«Столетья не сотрут...»: Русские классики и их читатели - Страница 10
Вместо смерти (как в "Бедной Лизе") или унижения, что хуже смерти (как в мыслях смотрителя), Дуни случилась смерть ее отца. Пушкин резко сместил карамзинские акценты, сохранив в неприкосновенности некоторые важные сюжетные звенья[37]. Обратим внимание на два из них. Встретив Вырина в Петербурге, Минский откупается от него, дает ему деньги. Это жест Эраста при встрече с Лизой и, что сейчас важнее, предсмертный жест Лизы, обращенный к матери. Сложная психологическая реакция смотрителя (он бросает деньги, потом возвращается за ними, но деньги уже исчезли) — отражение того, что испытала бедная Лиза (погибнуть, но деньги матери передать). Лизиной матери деньги не понадобятся — она умрет вслед за дочерью, смотрителю же суждено жить, потихоньку спиваясь и угасая, впадая почти в юродство.
То, что пророчит он Дуне, парадоксально сбывается с ним самим.
Потому вместо могилы Дуни появляется на последних страницах пушкинской повести могила смотрителя. Потому и деревенский мальчик рассказывает о его горьких годах (вспомним отмеченный выше мотив ребенка— сочувствующего свидетеля горестей или гибели героини).
Все иначе, чем у Карамзина, но все в силовом поле его короткой, но безмерно емкой повести.

Письменное задание 1 — Посчитайте строки ниже, в которых встречается слово «scaffolding» с учетом регистра, и напишите только их количество.
Отрывок и строки ниже никак не связаны друг с другом.

Входные строки —

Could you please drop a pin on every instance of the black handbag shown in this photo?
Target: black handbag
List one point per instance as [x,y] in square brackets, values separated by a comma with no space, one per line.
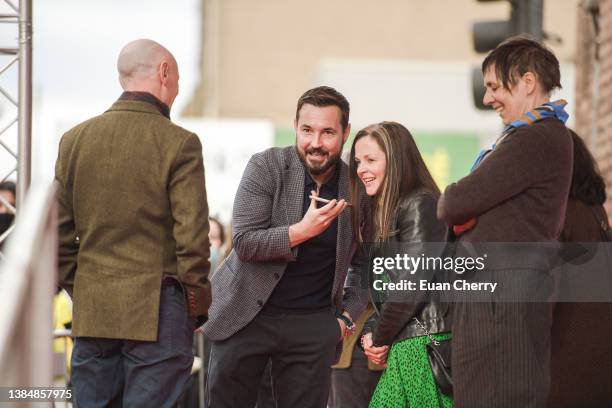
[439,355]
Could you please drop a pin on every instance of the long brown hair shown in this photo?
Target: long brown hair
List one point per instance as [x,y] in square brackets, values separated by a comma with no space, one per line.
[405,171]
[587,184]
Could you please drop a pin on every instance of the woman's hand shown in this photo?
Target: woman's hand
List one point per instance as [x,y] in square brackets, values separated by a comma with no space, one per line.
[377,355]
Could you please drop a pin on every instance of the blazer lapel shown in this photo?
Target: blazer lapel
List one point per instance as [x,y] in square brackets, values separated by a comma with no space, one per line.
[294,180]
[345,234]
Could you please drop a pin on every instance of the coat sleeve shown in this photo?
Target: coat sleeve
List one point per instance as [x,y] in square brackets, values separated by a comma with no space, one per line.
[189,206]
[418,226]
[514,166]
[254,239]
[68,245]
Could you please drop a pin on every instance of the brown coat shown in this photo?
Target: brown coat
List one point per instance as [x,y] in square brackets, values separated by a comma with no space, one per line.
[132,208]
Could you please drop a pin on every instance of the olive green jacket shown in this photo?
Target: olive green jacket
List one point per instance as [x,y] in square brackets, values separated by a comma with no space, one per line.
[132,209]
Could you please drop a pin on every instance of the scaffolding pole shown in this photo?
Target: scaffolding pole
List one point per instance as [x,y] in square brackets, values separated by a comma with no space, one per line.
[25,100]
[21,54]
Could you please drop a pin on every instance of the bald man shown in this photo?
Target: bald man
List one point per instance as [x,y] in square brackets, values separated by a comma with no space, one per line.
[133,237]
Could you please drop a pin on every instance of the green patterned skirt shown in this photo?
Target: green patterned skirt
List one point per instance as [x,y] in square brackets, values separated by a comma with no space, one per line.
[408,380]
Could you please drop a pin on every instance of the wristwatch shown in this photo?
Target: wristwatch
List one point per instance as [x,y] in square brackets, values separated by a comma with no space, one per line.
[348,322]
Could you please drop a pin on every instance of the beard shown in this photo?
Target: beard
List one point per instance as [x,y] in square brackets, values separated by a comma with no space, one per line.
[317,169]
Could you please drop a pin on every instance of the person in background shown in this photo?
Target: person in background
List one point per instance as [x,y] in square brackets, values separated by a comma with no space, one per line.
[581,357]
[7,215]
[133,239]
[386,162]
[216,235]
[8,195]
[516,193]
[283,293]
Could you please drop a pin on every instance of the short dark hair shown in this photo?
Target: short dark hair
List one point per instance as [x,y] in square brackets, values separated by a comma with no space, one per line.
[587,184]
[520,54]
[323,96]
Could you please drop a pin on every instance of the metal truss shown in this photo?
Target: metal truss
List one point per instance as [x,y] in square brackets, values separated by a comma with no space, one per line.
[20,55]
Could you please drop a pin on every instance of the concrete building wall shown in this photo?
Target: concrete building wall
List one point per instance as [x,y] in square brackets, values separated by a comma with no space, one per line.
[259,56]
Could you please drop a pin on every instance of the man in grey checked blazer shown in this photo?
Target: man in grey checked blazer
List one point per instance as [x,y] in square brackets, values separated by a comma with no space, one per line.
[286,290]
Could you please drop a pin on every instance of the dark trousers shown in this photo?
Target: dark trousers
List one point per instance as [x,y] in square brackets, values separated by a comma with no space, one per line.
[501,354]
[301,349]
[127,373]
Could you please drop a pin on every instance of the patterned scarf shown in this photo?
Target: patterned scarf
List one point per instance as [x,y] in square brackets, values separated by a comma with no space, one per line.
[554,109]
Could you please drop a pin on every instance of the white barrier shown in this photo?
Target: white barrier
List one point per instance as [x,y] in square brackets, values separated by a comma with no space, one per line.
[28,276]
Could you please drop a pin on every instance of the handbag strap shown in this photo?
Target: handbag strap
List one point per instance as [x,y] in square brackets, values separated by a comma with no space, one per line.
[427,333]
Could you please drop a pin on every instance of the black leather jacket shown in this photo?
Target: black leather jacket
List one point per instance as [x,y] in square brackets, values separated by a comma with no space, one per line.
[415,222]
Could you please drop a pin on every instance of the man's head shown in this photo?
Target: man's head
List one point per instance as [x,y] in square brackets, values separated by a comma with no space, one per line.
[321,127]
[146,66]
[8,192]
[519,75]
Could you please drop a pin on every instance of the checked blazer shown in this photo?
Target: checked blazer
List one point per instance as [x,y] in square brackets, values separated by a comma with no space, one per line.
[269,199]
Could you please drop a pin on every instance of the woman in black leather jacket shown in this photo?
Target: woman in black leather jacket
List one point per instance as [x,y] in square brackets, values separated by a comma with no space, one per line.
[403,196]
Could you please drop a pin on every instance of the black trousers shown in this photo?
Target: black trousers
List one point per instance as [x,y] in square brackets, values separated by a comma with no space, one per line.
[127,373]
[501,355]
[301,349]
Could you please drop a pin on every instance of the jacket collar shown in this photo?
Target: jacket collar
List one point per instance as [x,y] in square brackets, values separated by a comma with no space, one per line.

Письменное задание 2 — Пожалуйста, воспроизведите отрывок о Пушкине и Карамзине полностью, слово в слово.

Ожидаемый ответ 1 — 2

Ожидаемый ответ 2 —
«Столетья не сотрут...»: Русские классики и их читатели - Страница 10
Вместо смерти (как в "Бедной Лизе") или унижения, что хуже смерти (как в мыслях смотрителя), Дуни случилась смерть ее отца. Пушкин резко сместил карамзинские акценты, сохранив в неприкосновенности некоторые важные сюжетные звенья[37]. Обратим внимание на два из них. Встретив Вырина в Петербурге, Минский откупается от него, дает ему деньги. Это жест Эраста при встрече с Лизой и, что сейчас важнее, предсмертный жест Лизы, обращенный к матери. Сложная психологическая реакция смотрителя (он бросает деньги, потом возвращается за ними, но деньги уже исчезли) — отражение того, что испытала бедная Лиза (погибнуть, но деньги матери передать). Лизиной матери деньги не понадобятся — она умрет вслед за дочерью, смотрителю же суждено жить, потихоньку спиваясь и угасая, впадая почти в юродство.
То, что пророчит он Дуне, парадоксально сбывается с ним самим.
Потому вместо могилы Дуни появляется на последних страницах пушкинской повести могила смотрителя. Потому и деревенский мальчик рассказывает о его горьких годах (вспомним отмеченный выше мотив ребенка— сочувствующего свидетеля горестей или гибели героини).
Все иначе, чем у Карамзина, но все в силовом поле его короткой, но безмерно емкой повести.